[Coordinate annotation items]
++++++++++

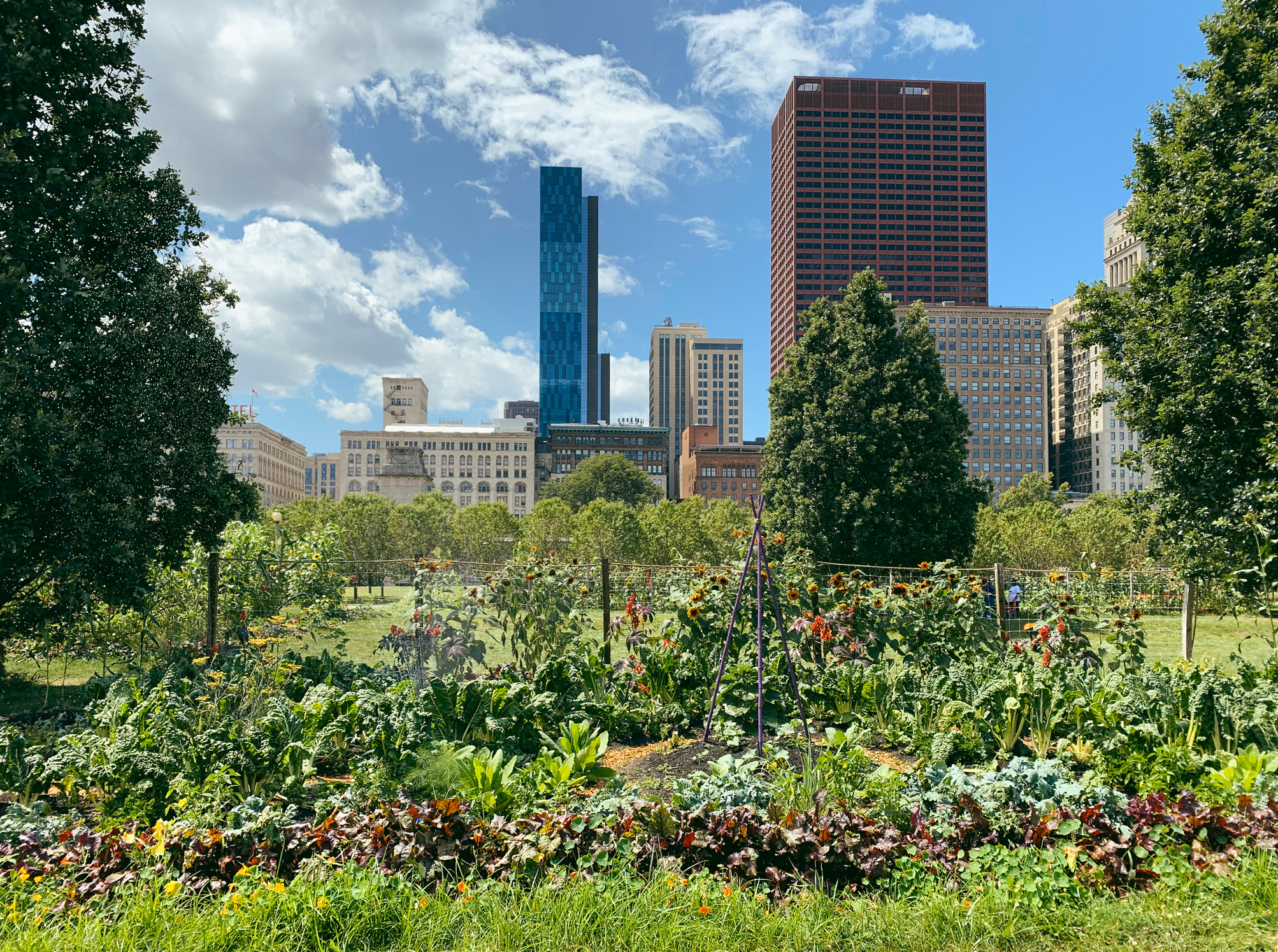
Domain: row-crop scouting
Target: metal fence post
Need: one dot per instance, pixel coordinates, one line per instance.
(998, 595)
(1188, 622)
(211, 622)
(607, 611)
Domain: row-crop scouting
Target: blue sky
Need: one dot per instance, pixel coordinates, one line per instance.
(368, 170)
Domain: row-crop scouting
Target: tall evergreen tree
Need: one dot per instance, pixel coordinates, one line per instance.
(113, 373)
(1193, 343)
(865, 459)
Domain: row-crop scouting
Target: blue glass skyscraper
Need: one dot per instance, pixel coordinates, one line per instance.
(570, 384)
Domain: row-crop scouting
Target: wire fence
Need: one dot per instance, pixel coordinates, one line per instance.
(1153, 591)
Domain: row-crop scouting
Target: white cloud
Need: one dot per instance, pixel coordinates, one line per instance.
(614, 279)
(344, 412)
(629, 380)
(753, 53)
(495, 209)
(310, 303)
(703, 228)
(250, 96)
(923, 31)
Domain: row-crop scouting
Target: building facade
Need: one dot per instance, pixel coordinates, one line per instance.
(645, 446)
(669, 388)
(998, 363)
(570, 376)
(270, 459)
(521, 408)
(404, 401)
(715, 387)
(467, 463)
(714, 471)
(1123, 251)
(320, 477)
(887, 174)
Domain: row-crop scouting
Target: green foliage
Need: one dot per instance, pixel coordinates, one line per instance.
(1031, 530)
(1190, 344)
(108, 316)
(486, 532)
(731, 781)
(1249, 772)
(608, 477)
(487, 780)
(865, 462)
(607, 530)
(538, 602)
(549, 528)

++++++++++

**TASK DETAILS**
Pick out every line in the items above that contains the word "fence", and copy each one in full.

**TASK OUTPUT**
Target: metal fence post
Target: wire fence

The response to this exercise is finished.